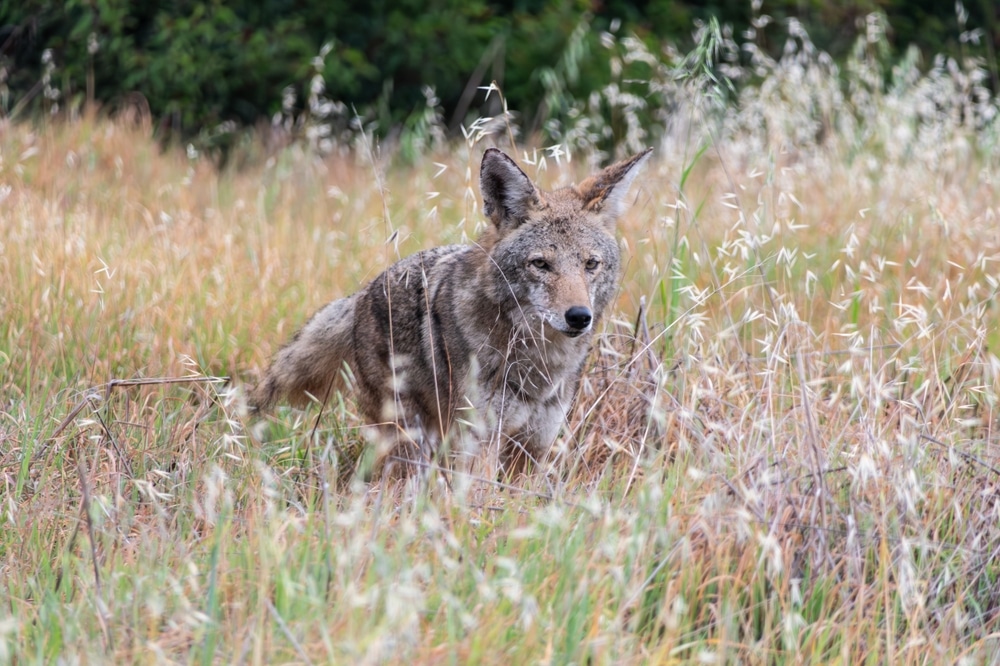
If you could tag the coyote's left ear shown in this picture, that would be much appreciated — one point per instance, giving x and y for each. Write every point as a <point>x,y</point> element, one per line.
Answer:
<point>605,191</point>
<point>508,193</point>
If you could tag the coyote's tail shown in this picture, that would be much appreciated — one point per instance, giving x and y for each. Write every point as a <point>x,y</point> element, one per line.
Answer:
<point>311,364</point>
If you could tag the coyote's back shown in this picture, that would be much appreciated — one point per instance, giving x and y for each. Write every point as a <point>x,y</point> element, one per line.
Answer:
<point>503,325</point>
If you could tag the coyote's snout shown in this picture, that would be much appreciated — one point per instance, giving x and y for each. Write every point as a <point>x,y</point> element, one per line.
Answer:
<point>504,324</point>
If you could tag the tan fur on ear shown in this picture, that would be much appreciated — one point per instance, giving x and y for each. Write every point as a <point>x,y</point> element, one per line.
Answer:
<point>508,193</point>
<point>606,190</point>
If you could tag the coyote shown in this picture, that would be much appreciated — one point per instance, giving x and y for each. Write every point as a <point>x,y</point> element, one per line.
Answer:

※

WORK INSTRUCTIONS -> Where a line in the records above includes the string "that", show it.

REPLY ->
If you could tag the coyote's left ear shown in this picture, that would be much appreciated — one point per instance, giving x and y for each. Write every point as a <point>x,y</point> element, one per line.
If you could tag the coyote's tail shown in this picture, that would be much appreciated — one point per instance, giving x and y for each. Write every point as a <point>x,y</point> element, one per line.
If you could tag the coyote's back shown in this picture, that would be much appreciated — one point per instance, giving x and y for each. Write every point as a <point>x,y</point> element, one per line.
If you could tag the coyote's snout shown in this picture, that would be much appreciated — one point per instance, giving x and y for each. Write every point as a <point>x,y</point> element, one per line.
If you could tag the tan fur on ear shown in this picture, that would be much appreciated — one point per instance, giving x and y for each. Write every point as a <point>x,y</point> element, one per line.
If you could tag the coyote shown in this picture, that would be much appreciated — one point per instance, giving x and y for each. Write every point as a <point>x,y</point> element, one per line.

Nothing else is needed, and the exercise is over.